--- Source ---

M. Brival. Non seulement les juges de paix, mais tous les membres des autres administrations, et je propose de faire concourir tous les citoyens à cette élection. (Applaudissements.)

L'Assemblée adopte la proposition de M. Thuriot ainsi amendée.

Suit le texte définitif du décret rendu :

« L'Assemblée nationale, considérant qu'une partie des juges de paix de Paris ne jouissant plus de la confiance publique, il importe, dans les circonstances actuelles, de les renouveler, décrète qu'il y a urgence.

« L'Assemblée nationale, après avoir décrété l'urgence, décrète ce qui suit :

Art. 1er.

« Les sections de Paris seront convoquées sans retard pour procéder, suivant les formes ordinaires, à la nomination de nouveaux juges de paix.

Art. 2.

--- Données fournies ---

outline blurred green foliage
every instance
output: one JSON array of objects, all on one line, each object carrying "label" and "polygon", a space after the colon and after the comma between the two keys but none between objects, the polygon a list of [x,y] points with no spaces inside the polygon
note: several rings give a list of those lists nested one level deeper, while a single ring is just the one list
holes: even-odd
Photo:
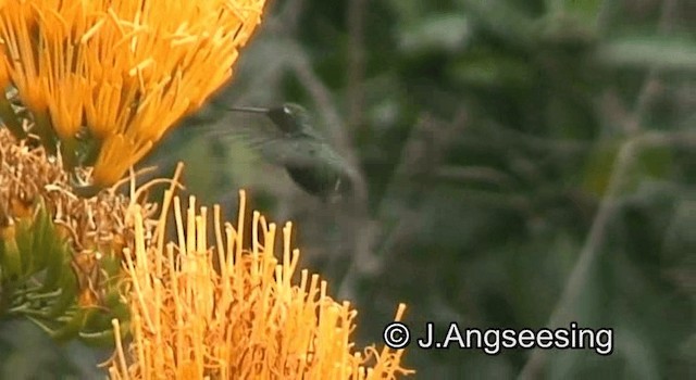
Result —
[{"label": "blurred green foliage", "polygon": [[[185,161],[188,190],[231,217],[245,187],[294,220],[361,343],[406,302],[419,331],[614,329],[610,356],[412,345],[417,378],[696,373],[693,1],[288,0],[264,23],[231,86],[144,165]],[[312,110],[365,198],[322,204],[208,135],[263,123],[220,104],[284,101]]]}]

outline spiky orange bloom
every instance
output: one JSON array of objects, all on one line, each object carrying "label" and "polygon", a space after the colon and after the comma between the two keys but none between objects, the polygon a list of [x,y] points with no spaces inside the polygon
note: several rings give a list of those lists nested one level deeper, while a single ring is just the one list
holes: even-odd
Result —
[{"label": "spiky orange bloom", "polygon": [[[167,193],[164,210],[171,200]],[[165,215],[148,239],[135,214],[135,252],[125,251],[134,339],[127,351],[117,340],[113,379],[391,379],[411,372],[400,367],[402,351],[353,352],[357,312],[334,302],[326,282],[307,270],[299,284],[293,280],[299,252],[290,250],[289,223],[282,263],[274,255],[276,226],[258,213],[250,250],[244,250],[241,193],[237,228],[223,226],[214,208],[209,249],[207,210],[197,215],[194,201],[184,218],[174,199],[178,241],[167,245]]]},{"label": "spiky orange bloom", "polygon": [[0,85],[63,145],[86,127],[109,186],[231,77],[264,2],[0,1]]}]

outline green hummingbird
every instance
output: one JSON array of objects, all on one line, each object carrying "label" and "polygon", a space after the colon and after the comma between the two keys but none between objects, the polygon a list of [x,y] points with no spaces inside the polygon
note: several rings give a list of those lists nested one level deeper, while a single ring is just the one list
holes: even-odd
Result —
[{"label": "green hummingbird", "polygon": [[301,105],[226,106],[225,110],[263,114],[272,122],[273,130],[244,127],[235,128],[235,135],[246,131],[246,139],[252,142],[250,145],[266,161],[284,167],[307,193],[334,201],[350,190],[356,172],[318,132],[312,117]]}]

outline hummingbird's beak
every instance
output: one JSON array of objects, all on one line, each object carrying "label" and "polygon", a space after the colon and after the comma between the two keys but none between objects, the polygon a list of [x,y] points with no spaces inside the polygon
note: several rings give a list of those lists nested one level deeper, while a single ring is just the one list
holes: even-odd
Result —
[{"label": "hummingbird's beak", "polygon": [[233,112],[248,112],[254,114],[264,114],[270,111],[269,109],[262,109],[258,106],[228,106],[226,109]]}]

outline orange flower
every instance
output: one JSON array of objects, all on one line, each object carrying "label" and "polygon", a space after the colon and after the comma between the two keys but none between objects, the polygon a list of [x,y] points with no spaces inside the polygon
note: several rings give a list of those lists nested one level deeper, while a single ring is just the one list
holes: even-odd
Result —
[{"label": "orange flower", "polygon": [[264,2],[2,1],[0,85],[69,155],[97,141],[92,181],[109,186],[229,79]]},{"label": "orange flower", "polygon": [[[164,210],[171,201],[167,193]],[[237,228],[223,226],[220,208],[213,210],[214,249],[207,242],[207,210],[197,214],[192,198],[186,218],[174,199],[174,216],[177,242],[165,245],[166,214],[149,240],[135,214],[135,252],[125,253],[134,339],[129,350],[117,339],[113,379],[393,379],[412,372],[400,367],[402,350],[353,352],[357,312],[333,301],[316,275],[301,270],[299,283],[293,280],[299,251],[290,249],[289,223],[278,244],[276,226],[254,213],[250,249],[243,249],[249,245],[244,192]]]}]

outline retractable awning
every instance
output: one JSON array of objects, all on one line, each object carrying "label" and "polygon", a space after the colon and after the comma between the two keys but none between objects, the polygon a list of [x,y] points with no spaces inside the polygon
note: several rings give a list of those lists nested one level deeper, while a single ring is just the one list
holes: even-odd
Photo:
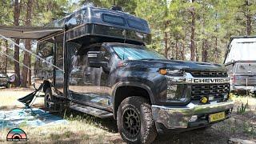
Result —
[{"label": "retractable awning", "polygon": [[0,26],[0,34],[6,38],[20,39],[38,40],[62,30],[62,27]]}]

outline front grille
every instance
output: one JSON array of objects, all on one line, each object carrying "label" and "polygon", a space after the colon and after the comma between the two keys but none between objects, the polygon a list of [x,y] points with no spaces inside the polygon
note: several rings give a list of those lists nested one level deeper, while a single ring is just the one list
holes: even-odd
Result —
[{"label": "front grille", "polygon": [[227,73],[222,71],[192,71],[190,72],[195,78],[226,78]]},{"label": "front grille", "polygon": [[214,100],[223,100],[224,95],[228,94],[230,84],[204,84],[191,86],[191,98],[194,101],[200,100],[203,96],[214,97]]}]

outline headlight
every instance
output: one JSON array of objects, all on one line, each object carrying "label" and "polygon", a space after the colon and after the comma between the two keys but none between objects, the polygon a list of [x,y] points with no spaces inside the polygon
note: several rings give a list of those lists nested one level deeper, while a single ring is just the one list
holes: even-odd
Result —
[{"label": "headlight", "polygon": [[182,77],[184,76],[184,70],[167,70],[166,75],[172,76],[172,77]]},{"label": "headlight", "polygon": [[190,100],[190,86],[182,83],[186,81],[184,71],[180,70],[167,70],[166,94],[162,94],[160,101],[163,102],[185,103]]},{"label": "headlight", "polygon": [[187,85],[167,85],[166,102],[186,102],[189,100],[190,89]]}]

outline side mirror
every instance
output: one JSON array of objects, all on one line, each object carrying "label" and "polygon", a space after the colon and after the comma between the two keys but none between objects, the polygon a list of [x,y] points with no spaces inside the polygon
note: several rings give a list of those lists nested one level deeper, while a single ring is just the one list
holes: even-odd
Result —
[{"label": "side mirror", "polygon": [[104,51],[88,51],[88,65],[90,67],[107,68],[107,59]]}]

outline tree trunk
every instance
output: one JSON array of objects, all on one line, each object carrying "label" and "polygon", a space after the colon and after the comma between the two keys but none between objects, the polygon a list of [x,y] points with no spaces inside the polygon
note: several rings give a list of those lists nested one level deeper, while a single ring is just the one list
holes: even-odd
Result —
[{"label": "tree trunk", "polygon": [[[166,26],[166,24],[165,24],[165,27]],[[164,32],[164,41],[165,41],[165,57],[168,58],[168,33]]]},{"label": "tree trunk", "polygon": [[185,60],[185,37],[183,37],[182,42],[181,58],[183,61]]},{"label": "tree trunk", "polygon": [[[8,42],[6,41],[6,54],[8,54]],[[5,72],[7,73],[7,66],[8,66],[8,57],[6,57],[6,66],[5,66]]]},{"label": "tree trunk", "polygon": [[202,62],[207,62],[208,52],[207,52],[207,40],[203,39],[202,44]]},{"label": "tree trunk", "polygon": [[176,34],[175,38],[175,59],[178,59],[178,34]]},{"label": "tree trunk", "polygon": [[[18,0],[14,0],[14,26],[19,25],[19,16],[20,16],[20,3],[18,3]],[[14,40],[15,43],[19,45],[19,39]],[[14,59],[19,62],[19,47],[14,46]],[[14,62],[14,72],[17,76],[15,79],[15,86],[18,86],[20,85],[20,70],[19,70],[19,63]]]},{"label": "tree trunk", "polygon": [[[194,0],[192,0],[192,4]],[[190,60],[195,61],[195,45],[194,45],[194,26],[195,26],[195,10],[193,6],[191,10],[191,36],[190,36]]]},{"label": "tree trunk", "polygon": [[218,63],[218,38],[215,37],[215,43],[214,43],[214,47],[215,47],[215,50],[214,50],[214,62]]},{"label": "tree trunk", "polygon": [[[32,18],[32,5],[33,5],[33,0],[28,0],[26,4],[26,26],[30,26],[31,25],[31,18]],[[25,40],[25,47],[28,50],[31,50],[31,41],[30,40]],[[27,53],[26,51],[24,53],[24,60],[23,64],[28,66],[30,66],[30,54]],[[26,84],[30,85],[31,82],[29,82],[28,80],[31,80],[30,78],[28,78],[27,77],[31,77],[29,75],[29,70],[23,66],[22,67],[22,86],[26,87]],[[28,83],[26,82],[28,82]]]}]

---

_Consigne:_
Dans le texte sur les juges de paix de Paris, relevez sans doublon toutes les formes de mots bâties sur « décret ». Ces enregistrements n'ont aucun rapport avec le texte.

_Réponse:_
décret, décrète, décrété